## [TASK MATERIAL]
━━━━━━━━━━━━━━━━━━━━
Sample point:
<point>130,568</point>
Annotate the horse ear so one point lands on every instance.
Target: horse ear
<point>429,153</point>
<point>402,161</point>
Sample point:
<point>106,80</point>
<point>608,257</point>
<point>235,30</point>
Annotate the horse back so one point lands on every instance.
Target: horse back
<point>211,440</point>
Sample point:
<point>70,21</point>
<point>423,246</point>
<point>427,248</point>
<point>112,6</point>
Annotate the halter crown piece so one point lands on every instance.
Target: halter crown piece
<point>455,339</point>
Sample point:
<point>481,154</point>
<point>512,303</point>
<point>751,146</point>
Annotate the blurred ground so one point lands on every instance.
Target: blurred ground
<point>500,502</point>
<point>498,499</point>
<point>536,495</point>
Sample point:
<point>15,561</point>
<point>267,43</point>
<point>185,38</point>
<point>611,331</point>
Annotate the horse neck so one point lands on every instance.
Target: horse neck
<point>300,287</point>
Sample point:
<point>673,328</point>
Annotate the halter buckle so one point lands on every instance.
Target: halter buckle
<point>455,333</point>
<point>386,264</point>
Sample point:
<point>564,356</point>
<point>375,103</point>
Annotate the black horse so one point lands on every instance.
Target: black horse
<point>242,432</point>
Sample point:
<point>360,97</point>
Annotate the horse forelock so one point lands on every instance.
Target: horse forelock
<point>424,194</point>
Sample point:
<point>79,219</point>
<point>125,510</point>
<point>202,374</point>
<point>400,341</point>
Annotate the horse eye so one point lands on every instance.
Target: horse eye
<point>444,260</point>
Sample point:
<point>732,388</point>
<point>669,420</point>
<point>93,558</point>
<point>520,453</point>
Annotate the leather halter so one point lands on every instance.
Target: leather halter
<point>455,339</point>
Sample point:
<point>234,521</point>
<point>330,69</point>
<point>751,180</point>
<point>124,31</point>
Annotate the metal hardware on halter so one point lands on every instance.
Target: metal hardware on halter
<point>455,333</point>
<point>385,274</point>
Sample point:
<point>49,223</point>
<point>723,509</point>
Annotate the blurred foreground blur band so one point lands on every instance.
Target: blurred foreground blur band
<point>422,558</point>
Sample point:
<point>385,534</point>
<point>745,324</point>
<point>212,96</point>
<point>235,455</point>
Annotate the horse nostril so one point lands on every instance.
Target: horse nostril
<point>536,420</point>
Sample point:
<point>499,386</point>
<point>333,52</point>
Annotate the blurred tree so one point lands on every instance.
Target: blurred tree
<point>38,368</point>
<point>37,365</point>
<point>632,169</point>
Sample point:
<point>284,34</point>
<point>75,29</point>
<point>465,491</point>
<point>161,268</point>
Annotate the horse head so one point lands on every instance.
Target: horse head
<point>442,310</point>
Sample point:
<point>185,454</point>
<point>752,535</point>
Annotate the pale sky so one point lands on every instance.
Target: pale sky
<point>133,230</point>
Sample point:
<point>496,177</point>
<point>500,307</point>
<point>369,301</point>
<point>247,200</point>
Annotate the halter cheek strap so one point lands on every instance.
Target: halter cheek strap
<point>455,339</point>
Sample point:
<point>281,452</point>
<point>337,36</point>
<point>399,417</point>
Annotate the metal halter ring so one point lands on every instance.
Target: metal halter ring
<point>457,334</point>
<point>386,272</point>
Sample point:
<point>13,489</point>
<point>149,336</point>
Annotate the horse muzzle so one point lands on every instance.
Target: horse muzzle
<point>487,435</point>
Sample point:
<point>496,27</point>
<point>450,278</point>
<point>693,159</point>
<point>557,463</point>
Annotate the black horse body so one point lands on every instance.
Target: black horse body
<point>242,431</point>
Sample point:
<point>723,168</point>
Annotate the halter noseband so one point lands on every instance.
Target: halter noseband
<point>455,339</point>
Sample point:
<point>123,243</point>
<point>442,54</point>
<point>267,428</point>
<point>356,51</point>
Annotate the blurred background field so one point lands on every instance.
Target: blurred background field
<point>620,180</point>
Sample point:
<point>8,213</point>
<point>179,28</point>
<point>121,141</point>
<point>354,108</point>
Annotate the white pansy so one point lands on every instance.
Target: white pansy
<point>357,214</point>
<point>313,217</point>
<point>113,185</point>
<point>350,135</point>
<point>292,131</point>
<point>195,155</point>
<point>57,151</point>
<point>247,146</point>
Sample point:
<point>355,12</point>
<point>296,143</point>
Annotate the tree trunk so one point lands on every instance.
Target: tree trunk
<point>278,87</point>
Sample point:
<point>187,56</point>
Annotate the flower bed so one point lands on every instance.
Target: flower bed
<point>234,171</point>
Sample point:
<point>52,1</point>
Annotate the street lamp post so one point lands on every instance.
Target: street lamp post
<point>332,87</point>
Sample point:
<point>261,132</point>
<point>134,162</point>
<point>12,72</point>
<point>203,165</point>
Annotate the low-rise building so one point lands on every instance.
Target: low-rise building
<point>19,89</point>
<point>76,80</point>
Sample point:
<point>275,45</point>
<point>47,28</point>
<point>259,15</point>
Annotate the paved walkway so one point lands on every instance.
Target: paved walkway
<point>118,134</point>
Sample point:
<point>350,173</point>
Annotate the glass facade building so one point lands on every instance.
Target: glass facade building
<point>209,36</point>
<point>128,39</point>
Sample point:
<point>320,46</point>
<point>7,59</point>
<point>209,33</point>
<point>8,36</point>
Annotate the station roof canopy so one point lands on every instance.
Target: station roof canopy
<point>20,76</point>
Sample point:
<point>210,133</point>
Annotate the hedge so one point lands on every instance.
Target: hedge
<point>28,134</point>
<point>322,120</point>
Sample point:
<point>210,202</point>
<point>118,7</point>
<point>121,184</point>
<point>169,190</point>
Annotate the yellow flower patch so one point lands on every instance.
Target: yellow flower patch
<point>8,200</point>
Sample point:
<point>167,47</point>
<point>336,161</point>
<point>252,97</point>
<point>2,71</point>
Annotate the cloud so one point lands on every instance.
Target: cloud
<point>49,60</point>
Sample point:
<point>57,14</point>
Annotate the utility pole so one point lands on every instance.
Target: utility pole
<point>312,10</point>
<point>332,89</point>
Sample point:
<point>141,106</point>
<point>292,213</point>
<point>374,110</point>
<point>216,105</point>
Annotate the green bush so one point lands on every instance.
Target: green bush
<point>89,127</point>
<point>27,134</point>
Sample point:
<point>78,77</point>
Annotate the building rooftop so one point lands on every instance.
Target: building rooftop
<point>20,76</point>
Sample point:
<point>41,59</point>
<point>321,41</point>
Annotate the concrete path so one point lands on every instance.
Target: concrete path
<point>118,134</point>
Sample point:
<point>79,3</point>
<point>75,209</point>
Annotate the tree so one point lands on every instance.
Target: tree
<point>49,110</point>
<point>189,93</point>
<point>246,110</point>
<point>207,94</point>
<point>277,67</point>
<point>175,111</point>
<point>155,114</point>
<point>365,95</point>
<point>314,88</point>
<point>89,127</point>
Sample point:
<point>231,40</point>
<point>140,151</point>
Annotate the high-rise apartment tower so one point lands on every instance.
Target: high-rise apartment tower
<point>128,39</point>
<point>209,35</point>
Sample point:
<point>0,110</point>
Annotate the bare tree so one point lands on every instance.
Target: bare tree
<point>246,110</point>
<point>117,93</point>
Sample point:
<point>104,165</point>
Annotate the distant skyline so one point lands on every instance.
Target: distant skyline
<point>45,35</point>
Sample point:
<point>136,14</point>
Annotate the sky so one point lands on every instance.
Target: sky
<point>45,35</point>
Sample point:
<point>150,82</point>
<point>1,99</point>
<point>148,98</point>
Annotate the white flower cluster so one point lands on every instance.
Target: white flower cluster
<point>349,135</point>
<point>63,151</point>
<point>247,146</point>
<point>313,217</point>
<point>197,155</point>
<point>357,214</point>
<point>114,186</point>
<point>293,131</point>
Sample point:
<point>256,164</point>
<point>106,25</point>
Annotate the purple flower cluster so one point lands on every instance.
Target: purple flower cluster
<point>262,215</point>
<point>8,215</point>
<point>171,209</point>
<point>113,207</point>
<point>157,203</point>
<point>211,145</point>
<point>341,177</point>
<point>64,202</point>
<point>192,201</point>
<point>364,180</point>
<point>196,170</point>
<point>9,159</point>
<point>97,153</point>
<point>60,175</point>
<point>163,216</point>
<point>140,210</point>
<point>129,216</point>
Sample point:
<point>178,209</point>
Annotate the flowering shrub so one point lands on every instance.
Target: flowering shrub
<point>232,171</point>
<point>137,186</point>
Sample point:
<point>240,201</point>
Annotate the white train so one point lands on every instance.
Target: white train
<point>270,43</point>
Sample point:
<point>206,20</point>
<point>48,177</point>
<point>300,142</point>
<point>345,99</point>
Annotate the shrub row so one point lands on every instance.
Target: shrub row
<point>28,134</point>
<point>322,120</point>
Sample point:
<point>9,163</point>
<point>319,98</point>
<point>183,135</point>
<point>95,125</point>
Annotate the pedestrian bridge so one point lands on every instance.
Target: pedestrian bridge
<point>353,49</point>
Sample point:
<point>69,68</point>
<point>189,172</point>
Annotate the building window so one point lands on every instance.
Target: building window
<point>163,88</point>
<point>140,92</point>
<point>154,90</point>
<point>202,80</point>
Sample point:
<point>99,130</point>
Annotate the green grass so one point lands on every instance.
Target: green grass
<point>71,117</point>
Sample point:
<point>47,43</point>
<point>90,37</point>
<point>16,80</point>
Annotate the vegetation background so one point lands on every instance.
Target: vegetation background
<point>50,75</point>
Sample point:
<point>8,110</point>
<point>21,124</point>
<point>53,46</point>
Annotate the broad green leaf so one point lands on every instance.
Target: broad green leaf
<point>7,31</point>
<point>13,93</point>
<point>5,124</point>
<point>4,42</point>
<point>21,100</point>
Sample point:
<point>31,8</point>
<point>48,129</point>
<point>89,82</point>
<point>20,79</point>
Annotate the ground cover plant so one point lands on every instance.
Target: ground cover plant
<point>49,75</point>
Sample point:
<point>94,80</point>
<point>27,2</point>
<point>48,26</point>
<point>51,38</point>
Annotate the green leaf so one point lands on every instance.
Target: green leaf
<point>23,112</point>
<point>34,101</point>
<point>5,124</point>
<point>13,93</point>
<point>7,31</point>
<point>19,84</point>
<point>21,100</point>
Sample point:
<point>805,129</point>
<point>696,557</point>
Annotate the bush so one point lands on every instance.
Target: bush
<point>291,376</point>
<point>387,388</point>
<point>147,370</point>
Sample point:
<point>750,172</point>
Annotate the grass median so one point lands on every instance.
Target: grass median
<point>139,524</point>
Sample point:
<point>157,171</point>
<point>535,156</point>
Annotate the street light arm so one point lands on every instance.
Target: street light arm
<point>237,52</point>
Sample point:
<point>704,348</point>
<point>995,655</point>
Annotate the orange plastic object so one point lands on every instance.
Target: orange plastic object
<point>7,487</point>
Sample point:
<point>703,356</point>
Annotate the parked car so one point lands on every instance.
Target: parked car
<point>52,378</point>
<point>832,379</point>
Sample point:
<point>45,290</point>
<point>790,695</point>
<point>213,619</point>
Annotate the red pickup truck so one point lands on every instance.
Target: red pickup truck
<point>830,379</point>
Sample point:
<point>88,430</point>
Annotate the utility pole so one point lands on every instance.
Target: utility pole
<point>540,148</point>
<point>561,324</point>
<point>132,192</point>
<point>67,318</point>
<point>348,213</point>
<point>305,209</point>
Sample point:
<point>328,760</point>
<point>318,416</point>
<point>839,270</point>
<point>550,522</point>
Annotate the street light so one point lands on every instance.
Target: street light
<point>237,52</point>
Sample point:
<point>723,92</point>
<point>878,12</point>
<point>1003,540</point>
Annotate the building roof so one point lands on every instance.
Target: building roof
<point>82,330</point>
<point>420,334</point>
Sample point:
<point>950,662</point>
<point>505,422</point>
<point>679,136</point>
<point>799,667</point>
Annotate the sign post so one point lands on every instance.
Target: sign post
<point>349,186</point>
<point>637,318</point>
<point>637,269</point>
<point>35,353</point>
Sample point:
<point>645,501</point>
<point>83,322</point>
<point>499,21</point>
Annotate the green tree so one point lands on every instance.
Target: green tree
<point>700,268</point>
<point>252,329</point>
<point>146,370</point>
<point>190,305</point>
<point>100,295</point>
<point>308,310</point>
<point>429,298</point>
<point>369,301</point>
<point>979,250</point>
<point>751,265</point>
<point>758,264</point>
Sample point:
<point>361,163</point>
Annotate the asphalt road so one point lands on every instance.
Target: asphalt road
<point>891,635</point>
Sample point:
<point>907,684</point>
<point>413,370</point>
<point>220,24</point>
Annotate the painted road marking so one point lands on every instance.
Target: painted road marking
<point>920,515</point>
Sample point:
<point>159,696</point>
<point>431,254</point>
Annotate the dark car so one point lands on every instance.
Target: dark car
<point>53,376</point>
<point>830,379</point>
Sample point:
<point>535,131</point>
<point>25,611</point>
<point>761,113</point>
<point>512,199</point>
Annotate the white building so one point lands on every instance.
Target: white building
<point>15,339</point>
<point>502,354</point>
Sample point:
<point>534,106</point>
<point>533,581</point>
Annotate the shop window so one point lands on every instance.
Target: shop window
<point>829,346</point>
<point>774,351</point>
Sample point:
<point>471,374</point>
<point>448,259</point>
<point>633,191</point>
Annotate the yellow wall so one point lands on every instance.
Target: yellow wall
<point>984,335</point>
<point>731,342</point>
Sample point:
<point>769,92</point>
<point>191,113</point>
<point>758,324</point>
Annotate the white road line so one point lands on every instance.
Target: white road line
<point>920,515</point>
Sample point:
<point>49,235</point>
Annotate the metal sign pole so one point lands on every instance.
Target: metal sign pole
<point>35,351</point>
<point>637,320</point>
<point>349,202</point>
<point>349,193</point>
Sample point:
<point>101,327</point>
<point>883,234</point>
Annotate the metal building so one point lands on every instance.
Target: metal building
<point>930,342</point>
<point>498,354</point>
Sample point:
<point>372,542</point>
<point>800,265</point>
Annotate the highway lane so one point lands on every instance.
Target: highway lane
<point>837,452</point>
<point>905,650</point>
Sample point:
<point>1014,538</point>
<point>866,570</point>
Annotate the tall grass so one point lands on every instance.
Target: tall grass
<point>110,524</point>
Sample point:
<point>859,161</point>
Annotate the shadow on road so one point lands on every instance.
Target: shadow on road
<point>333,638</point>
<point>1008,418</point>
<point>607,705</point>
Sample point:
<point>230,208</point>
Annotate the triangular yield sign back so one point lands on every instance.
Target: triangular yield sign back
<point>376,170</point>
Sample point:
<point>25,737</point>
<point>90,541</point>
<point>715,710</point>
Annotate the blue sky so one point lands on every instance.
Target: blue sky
━━━━━━━━━━━━━━━━━━━━
## [STATED PROBLEM]
In the records above, rewrite everything from the first line through the line holding "<point>536,495</point>", inclusive, replacing "halter crown piece" with "halter headpiece" and leaving the rest unchanged.

## [RESULT FOR THIS EXERCISE]
Sample point:
<point>130,568</point>
Annotate the horse ear so one point lands on every instance.
Target: horse ear
<point>429,153</point>
<point>402,161</point>
Sample point:
<point>106,80</point>
<point>608,257</point>
<point>235,30</point>
Annotate the horse back so one point lands on every instance.
Target: horse back
<point>211,440</point>
Sample point:
<point>70,21</point>
<point>423,246</point>
<point>427,248</point>
<point>112,6</point>
Annotate the halter headpiece so one point lands on every instance.
Target: halter headpiece
<point>455,339</point>
Sample point:
<point>481,154</point>
<point>512,303</point>
<point>751,146</point>
Annotate the blurred ground so one point lands on every instance.
Target: blurred ground
<point>500,502</point>
<point>498,499</point>
<point>536,495</point>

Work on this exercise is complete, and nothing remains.